Document extract:
----------------
Choreographer Emanuel Gat in conversation with Moritz Frischkorn, dramaturg of “Reflexe & Reflexionen”
What was your point of departure for making “Freedom Sonata”?
I do not really see the works I make as separate entities. For the past 30 years, I am always asking the same questions when I go to the studio. I just come up with different answers each time. The process keeps evolving because I may be in a different place, because of my accumulated experience, etc. Each piece then takes its shape as a by-product of the context and the people I am working with.
Does that also mean that the title did not exist at the very beginning?
No, it did not. If I could, I would keep changing the titles of my pieces all the time. I cannot do that because it would be a problem in marketing. But the choreography keeps changing all the time. When we come to Berlin, 30–40 per cent of the piece will be different compared to when we showed it last year. A lot of parts were thrown out, others changed, new ones got added. The performance is an evolving entity.
----------------
From the interview with choreographer Emanuel Gat, quote the passage starting with "Choreographer Emanuel Gat" and going on through "am working with.". The material that comes next plays no part in the work here.

[Object location annotation data]
----------------
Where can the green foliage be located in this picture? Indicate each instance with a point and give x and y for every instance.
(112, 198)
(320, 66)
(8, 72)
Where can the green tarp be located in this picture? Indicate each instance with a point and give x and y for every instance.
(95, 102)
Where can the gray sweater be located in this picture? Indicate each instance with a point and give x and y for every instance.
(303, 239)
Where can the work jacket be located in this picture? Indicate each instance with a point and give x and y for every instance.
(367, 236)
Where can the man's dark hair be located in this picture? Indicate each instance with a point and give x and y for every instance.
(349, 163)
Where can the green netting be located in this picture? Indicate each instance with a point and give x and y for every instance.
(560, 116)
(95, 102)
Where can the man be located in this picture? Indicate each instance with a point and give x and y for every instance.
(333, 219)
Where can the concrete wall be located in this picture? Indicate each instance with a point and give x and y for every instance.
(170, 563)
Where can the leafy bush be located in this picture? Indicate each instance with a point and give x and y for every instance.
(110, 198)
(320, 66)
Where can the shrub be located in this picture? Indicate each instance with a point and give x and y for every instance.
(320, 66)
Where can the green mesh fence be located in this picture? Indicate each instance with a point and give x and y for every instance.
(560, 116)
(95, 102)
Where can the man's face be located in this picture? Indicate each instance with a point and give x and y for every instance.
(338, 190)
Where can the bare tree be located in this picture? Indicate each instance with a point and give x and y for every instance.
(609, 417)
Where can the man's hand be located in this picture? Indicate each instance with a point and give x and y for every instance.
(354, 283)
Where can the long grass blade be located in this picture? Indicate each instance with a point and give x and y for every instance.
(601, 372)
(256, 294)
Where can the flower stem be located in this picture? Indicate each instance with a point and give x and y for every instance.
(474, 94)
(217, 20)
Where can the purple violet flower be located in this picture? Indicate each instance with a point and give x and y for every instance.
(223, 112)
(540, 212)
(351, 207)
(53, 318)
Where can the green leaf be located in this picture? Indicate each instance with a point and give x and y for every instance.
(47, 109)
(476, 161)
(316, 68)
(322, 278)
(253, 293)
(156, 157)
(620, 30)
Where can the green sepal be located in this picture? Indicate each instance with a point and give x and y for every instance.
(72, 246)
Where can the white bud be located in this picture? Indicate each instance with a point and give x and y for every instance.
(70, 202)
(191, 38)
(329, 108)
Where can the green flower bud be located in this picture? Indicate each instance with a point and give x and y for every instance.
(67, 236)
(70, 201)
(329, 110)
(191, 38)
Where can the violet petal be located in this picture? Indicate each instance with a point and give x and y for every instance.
----------------
Written solution:
Choreographer Emanuel Gat in conversation with Moritz Frischkorn, dramaturg of “Reflexe & Reflexionen”
What was your point of departure for making “Freedom Sonata”?
I do not really see the works I make as separate entities. For the past 30 years, I am always asking the same questions when I go to the studio. I just come up with different answers each time. The process keeps evolving because I may be in a different place, because of my accumulated experience, etc. Each piece then takes its shape as a by-product of the context and the people I am working with.